This study presents the updated quantitative analysis of the value, scope and magnitude of world trade in counterfeit and pirated products, using the same GTRIC methodology as in the previous (OECD/EUIPO, 2016[1]) and (OECD/EUIPO, 2019[3]) reports. In 2019 international trade in counterfeit and pirated products amounted to as much as USD 464 billion. This figure excludes domestically produced and consumed counterfeit and pirated products, and pirated digital products distributed via the Internet. It represents up to 2.5% of world trade, compared with estimates of up to 3.3% of world trade in 2016 and 2.5% in 2013.
Given these sustained levels of counterfeit goods traded globally, the intensity of counterfeiting and piracy continuous to be a great risk, with significant potential for IP theft in a knowledge-based, open and globalised economy.
The quantitative analysis in this report confirms that fake products can be found in a large and growing number of industries. This includes common consumer goods (e.g. footwear, handbags, cosmetics and toys), business-to-business products (e.g. car spare parts and chemicals), IT goods (e.g. phones, chargers and batteries) and luxury items (e.g. fashion apparel or deluxe watches).
Importantly, many of these goods can pose big health, safety and environmental risks. Fake products such as dental equipment, pharmaceuticals or baby formulas are continuously being supplied to markets through multiple channels. Moreover, the degree of consumer deception is still the highest for these classes of products.
In terms of provenance, counterfeit and pirated goods originate from virtually all economies on all continents. While the scope of provenance economies is broad, seizure statistics show that most interceptions originate from a relatively concentrated set of provenance economies. In other words, some economies tend to dominate the global trade in counterfeit and pirated goods. The highest number of counterfeit shipments being seized originates from East Asia, with China and Hong Kong (China) ranking at the top.

· · ·

→ **ACTIONS TO TAKE**:
[A] Answer these questions about the passage on counterfeit trade, one per line:
(i) What amount did international trade in counterfeit and pirated products reach in 2019?
(ii) What share of world trade did such products represent according to the estimate for 2016?
(iii) Which region is the origin of the highest number of seized counterfeit shipments?
[B] Reproduce the passage on counterfeit trade word for word from "The quantitative analysis" up to and including "or deluxe watches).".

· · ·

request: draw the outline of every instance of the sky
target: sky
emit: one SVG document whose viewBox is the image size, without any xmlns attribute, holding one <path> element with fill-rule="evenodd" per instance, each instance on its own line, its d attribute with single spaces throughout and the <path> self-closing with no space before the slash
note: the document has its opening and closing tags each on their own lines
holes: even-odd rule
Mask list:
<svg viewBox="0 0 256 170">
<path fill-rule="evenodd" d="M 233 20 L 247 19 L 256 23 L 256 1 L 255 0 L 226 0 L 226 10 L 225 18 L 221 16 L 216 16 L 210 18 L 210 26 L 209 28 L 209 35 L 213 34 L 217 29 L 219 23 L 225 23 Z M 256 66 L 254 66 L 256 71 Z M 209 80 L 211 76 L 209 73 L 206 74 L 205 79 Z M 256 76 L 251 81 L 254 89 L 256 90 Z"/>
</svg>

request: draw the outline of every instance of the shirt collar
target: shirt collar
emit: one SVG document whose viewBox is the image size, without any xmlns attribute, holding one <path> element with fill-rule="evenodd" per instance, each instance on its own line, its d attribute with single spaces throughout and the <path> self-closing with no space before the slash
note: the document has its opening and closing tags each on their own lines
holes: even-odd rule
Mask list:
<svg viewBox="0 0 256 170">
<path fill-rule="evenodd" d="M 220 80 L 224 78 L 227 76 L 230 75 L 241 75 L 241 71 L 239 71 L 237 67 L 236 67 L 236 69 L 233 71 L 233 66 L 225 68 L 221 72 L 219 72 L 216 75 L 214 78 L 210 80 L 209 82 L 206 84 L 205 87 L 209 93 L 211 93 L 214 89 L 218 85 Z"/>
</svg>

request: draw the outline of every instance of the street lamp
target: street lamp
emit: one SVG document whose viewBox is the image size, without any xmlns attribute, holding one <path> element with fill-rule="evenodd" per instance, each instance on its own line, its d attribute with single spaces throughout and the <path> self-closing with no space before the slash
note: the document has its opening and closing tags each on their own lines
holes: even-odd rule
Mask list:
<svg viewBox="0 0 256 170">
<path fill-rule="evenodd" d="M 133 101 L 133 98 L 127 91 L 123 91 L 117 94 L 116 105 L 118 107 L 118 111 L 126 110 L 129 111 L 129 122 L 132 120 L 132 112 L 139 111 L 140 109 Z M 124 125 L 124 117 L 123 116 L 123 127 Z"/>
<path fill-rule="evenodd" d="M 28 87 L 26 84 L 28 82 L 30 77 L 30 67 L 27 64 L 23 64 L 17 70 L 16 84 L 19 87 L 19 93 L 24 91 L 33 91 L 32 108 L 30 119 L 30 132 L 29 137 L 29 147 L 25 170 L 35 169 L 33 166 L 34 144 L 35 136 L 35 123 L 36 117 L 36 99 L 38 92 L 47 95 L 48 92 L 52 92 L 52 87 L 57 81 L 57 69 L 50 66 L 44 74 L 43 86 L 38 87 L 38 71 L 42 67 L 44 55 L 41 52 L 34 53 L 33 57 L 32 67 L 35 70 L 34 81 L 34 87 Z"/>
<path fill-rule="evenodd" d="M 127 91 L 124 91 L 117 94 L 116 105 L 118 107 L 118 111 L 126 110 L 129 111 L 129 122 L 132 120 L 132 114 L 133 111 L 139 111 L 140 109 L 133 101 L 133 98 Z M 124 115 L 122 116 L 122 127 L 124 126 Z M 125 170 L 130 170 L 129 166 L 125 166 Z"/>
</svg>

· · ·

→ **PROBLEM SOLUTIONS**:
[A]
(i) As much as USD 464 billion.
(ii) Up to 3.3%.
(iii) East Asia, with China and Hong Kong (China) ranking at the top.

[B]
The quantitative analysis in this report confirms that fake products can be found in a large and growing number of industries. This includes common consumer goods (e.g. footwear, handbags, cosmetics and toys), business-to-business products (e.g. car spare parts and chemicals), IT goods (e.g. phones, chargers and batteries) and luxury items (e.g. fashion apparel or deluxe watches).